**Excerpts of annotation records:**
○ ○ ○ ○ ○
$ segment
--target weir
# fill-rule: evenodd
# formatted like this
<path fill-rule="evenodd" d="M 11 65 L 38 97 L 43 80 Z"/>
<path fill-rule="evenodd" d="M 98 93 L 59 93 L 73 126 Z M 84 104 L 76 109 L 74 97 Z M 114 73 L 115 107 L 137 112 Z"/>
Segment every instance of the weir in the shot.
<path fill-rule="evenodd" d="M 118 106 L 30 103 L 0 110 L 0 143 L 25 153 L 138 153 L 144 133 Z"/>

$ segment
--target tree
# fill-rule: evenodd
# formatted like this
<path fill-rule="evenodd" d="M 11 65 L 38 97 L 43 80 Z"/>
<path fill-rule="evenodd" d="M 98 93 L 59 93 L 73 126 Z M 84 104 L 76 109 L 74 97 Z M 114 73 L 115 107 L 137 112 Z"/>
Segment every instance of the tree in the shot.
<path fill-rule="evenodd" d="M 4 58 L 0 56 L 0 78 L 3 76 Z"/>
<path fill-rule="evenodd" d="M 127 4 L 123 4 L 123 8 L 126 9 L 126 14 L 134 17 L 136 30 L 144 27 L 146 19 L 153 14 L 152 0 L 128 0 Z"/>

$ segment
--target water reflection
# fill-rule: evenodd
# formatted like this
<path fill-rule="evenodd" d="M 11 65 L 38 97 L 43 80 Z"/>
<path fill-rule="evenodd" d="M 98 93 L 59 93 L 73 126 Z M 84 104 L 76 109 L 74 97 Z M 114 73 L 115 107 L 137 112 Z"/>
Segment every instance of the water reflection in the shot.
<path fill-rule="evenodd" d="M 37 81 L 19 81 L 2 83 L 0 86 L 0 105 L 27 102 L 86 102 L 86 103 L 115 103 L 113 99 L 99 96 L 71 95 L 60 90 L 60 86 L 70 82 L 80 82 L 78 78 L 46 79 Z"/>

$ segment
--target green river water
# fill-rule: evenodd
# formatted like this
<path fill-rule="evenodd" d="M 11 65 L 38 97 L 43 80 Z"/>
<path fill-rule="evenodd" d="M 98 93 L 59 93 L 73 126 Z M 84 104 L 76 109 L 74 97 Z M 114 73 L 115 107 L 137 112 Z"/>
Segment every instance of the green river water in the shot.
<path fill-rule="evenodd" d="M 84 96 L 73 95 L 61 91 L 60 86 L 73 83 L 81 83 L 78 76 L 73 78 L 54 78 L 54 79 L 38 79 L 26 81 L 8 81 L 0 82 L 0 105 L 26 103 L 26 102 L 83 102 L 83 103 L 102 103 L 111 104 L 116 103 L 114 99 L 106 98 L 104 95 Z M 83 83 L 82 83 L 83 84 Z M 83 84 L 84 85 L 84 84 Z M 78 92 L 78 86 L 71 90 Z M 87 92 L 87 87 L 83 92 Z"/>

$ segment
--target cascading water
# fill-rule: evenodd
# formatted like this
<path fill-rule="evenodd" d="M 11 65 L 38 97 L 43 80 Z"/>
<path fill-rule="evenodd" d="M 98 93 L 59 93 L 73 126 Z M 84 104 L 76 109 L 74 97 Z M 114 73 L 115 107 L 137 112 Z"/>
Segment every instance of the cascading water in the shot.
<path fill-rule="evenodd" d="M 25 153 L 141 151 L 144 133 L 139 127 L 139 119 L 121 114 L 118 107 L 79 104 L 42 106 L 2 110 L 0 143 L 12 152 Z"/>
○ ○ ○ ○ ○
**WHAT THE EXERCISE ASKS:**
Please reproduce the part of the material that opens with its first line and closes with the line containing "118 106 L 30", with both of those lines included. Keep every line unchanged except the answers, where each coordinate should be increased by 7.

**CORRECT ANSWER:**
$ segment
--target weir
# fill-rule: evenodd
# formatted like this
<path fill-rule="evenodd" d="M 11 65 L 38 97 L 43 80 Z"/>
<path fill-rule="evenodd" d="M 98 93 L 59 93 L 73 126 Z M 84 104 L 76 109 L 74 97 Z M 114 73 L 115 107 L 137 112 Z"/>
Segment every instance of the weir in the shot.
<path fill-rule="evenodd" d="M 125 113 L 37 110 L 7 117 L 7 150 L 32 160 L 145 160 L 151 140 Z"/>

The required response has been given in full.